SET TASKS:
A - In the friction problem below, rewrite the paragraph beginning "A 25.0 kg block is initially at rest" more briefly, keeping its main facts.
B - Reproduce, without any change, the part of the friction problem below that opens with the words containing "A 25.0 kg block" and closes with "is at rest.".

EXTRACT:
───

Question

A 25.0 kg block is initially at rest on a horizontal surface. A horizontal force of 75 N is required to set the block in motion, after which a horizontal force of 60 N is required to keep the block in moving with constant speed. Find the coefficient of static and kinetic friction between the block and the surface.

Answer 1

μs = 0.30

μk = 0.24

Step-by-step explanation:

In order to calculate the kinetic friction and static friction between the block and the surface, you take into account that the kinetic friction is important when the block is moving and the static friction when the block is at rest.

You use the following formula to find the coefficient of static friction:

`F_1=\mu_s Mg` (1)

F1 = 75N

μs: coefficient of static friction = ?

M: mass of the block = 25.0kg

g: gravitational acceleration = 9.8m/s^2

You solve for μs in the equation (1):

`\mu_s=(F_1)/(Mg)=(75N)/((25.0kg)(9.8m/s^2))=0.30`

For the coefficient of kinetic friction you have:

`F_2=\mu_k Mg` (2)

F2 = 60N

μk: coefficient of kinetic friction = ?

You solve for μk in the equation (2):

`\mu_k=(F_2)/(Mg)=(60N)/((25.0kg)(9.8m/s^2))=0.24`

Then, you have:

coefficient of static friction = 0.30

coefficient of kinetic friction = 0.24

───

EXTRACTED MATERIAL:
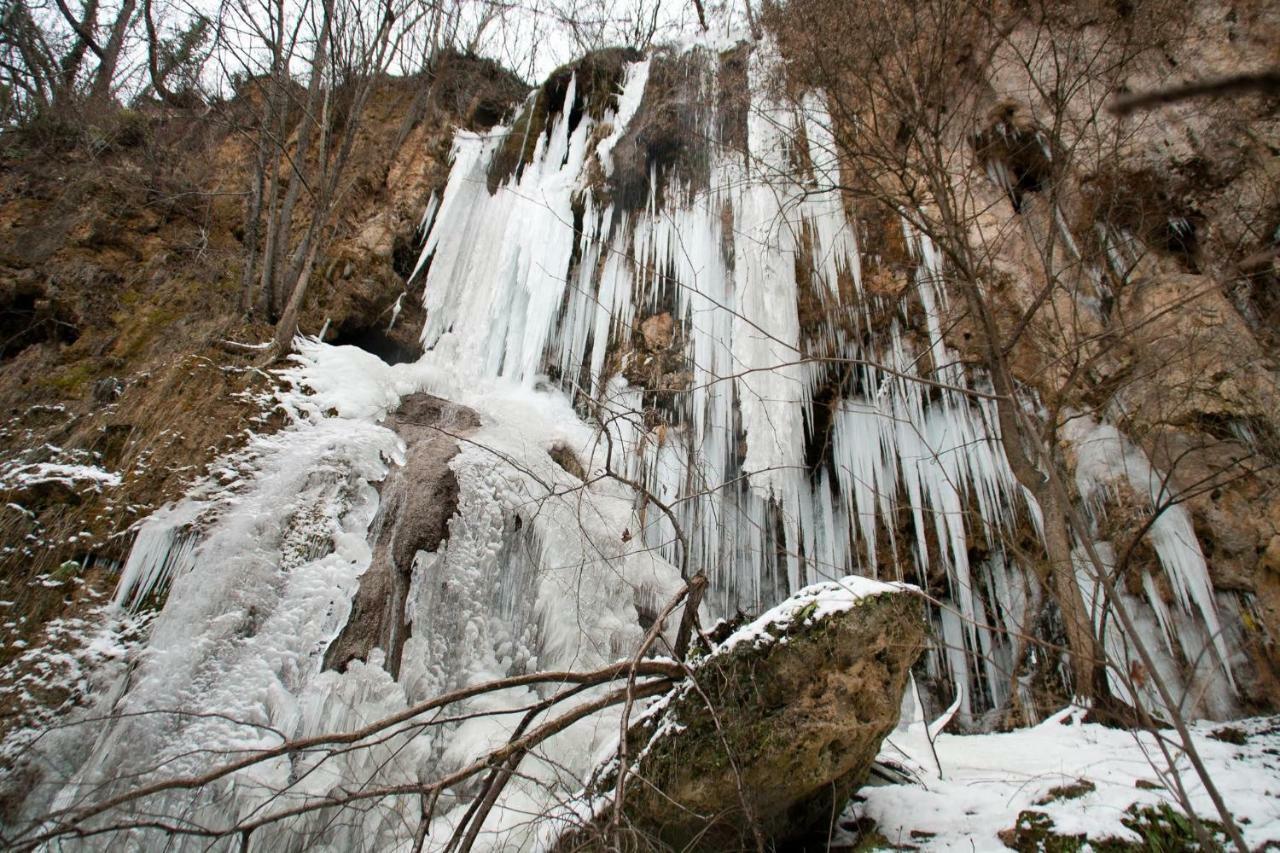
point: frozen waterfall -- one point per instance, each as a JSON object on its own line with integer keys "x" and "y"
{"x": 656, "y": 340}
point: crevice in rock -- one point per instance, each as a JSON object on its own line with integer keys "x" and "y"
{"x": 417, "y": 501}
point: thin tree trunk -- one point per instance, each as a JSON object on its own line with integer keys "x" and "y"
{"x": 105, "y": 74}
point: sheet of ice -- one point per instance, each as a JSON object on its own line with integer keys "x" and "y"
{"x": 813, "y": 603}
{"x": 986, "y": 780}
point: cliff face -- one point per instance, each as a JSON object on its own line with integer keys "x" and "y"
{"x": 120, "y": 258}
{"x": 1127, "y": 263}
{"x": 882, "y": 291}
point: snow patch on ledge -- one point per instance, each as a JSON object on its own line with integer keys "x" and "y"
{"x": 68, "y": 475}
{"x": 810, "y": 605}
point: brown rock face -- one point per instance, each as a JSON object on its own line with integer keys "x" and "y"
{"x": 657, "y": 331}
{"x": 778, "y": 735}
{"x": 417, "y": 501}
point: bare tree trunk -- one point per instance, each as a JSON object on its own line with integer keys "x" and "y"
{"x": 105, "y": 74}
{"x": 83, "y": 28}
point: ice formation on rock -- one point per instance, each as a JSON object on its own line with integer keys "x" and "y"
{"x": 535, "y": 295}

───

WRITTEN ANSWERS:
A - A 25.0 kg block rests on a horizontal surface. A 75 N horizontal force is needed to start it moving, and a 60 N horizontal force keeps it moving at constant speed. Find the coefficients of static and kinetic friction between the block and the surface.

B -
A 25.0 kg block is initially at rest on a horizontal surface. A horizontal force of 75 N is required to set the block in motion, after which a horizontal force of 60 N is required to keep the block in moving with constant speed. Find the coefficient of static and kinetic friction between the block and the surface.

Answer 1

μs = 0.30

μk = 0.24

Step-by-step explanation:

In order to calculate the kinetic friction and static friction between the block and the surface, you take into account that the kinetic friction is important when the block is moving and the static friction when the block is at rest.